#### [PROBLEM TO SOLVE]
With the pictures omitted, write out the entries that follow exactly as they stand.
**** SOURCE MATERIAL ****
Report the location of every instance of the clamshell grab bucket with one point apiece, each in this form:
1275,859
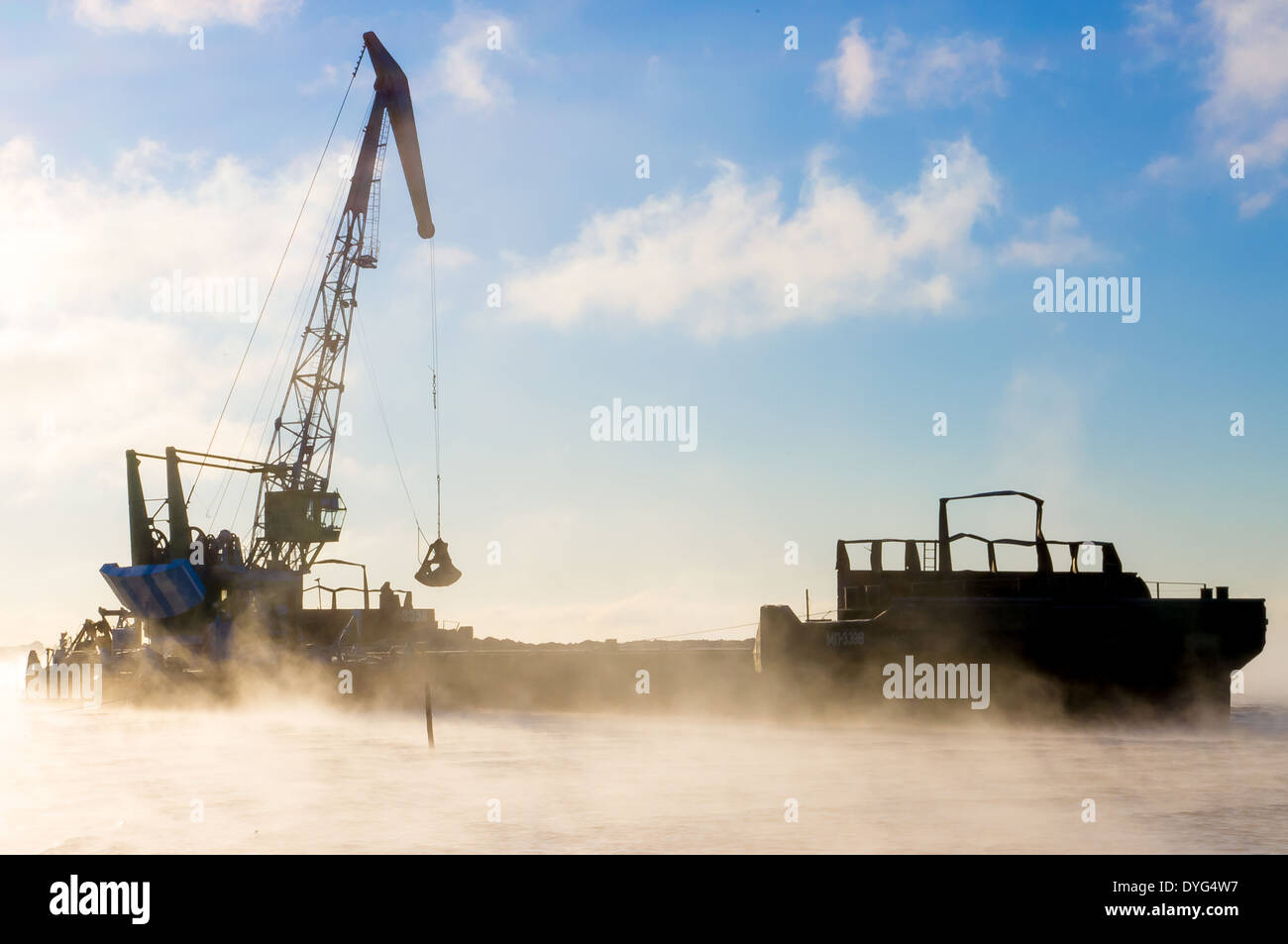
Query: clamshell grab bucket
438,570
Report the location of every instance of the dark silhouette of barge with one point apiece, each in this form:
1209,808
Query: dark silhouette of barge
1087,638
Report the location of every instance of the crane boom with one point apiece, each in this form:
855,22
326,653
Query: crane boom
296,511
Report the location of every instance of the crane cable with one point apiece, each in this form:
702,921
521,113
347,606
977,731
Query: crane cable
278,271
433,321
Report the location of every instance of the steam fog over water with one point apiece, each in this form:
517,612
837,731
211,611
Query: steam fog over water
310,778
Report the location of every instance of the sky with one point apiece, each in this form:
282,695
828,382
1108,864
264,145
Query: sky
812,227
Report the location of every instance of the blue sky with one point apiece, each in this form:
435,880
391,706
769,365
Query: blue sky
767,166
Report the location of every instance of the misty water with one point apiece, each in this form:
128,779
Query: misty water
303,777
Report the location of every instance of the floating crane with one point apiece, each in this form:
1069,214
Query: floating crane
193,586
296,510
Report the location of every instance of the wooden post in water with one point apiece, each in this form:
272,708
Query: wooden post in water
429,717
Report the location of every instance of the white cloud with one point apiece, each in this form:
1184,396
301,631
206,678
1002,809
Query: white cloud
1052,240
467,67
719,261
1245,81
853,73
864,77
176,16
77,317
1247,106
****
#### [COMPLETED EXERCISE]
Report the location of every instance of the clamshell grab bucket with one point apiece, each in this form:
1275,859
Query: clamshell grab bucket
438,570
Report the location of every instance of the dark silhouette of barge with one point apiece, each in this form:
1209,808
Query: dark silhouette of barge
1087,638
Report the location of every instance of the crane boom with one point apiece, each in this form:
855,22
326,653
Query: crane boom
296,511
Report the location of every instance of the crane cable with one point apiece, each in this form:
702,921
521,113
347,606
977,731
Query: crane cable
278,271
433,321
Report the location of every instance of the steam fog over water with one point apiece, each in this form:
517,612
837,731
211,611
Query: steam fog over water
310,778
Report the location of every instance of the sky with one point apiece, each in this form:
282,695
828,382
1108,864
264,145
Query: sky
812,227
Report the location of every instance of the blue sky with one point apiece, each in this form:
435,880
391,706
769,365
Query: blue sky
767,166
Report the location of every instance of the misty water with one point apiece, each in this form:
128,779
Query: misty water
303,777
Report the location of every instance of the floating crane with one point apiece, each in this form:
1069,214
Query: floating crane
193,586
296,510
Report the location of every instance of the wooden post in water with one point apiece, each in this form:
272,708
Query: wooden post in water
429,717
Report the location of every instance of the white cloud with one point apiece, each in this form:
1184,396
301,631
206,678
1002,809
Query: white cloud
1052,240
467,67
719,261
1245,81
853,73
864,77
176,16
77,317
1247,106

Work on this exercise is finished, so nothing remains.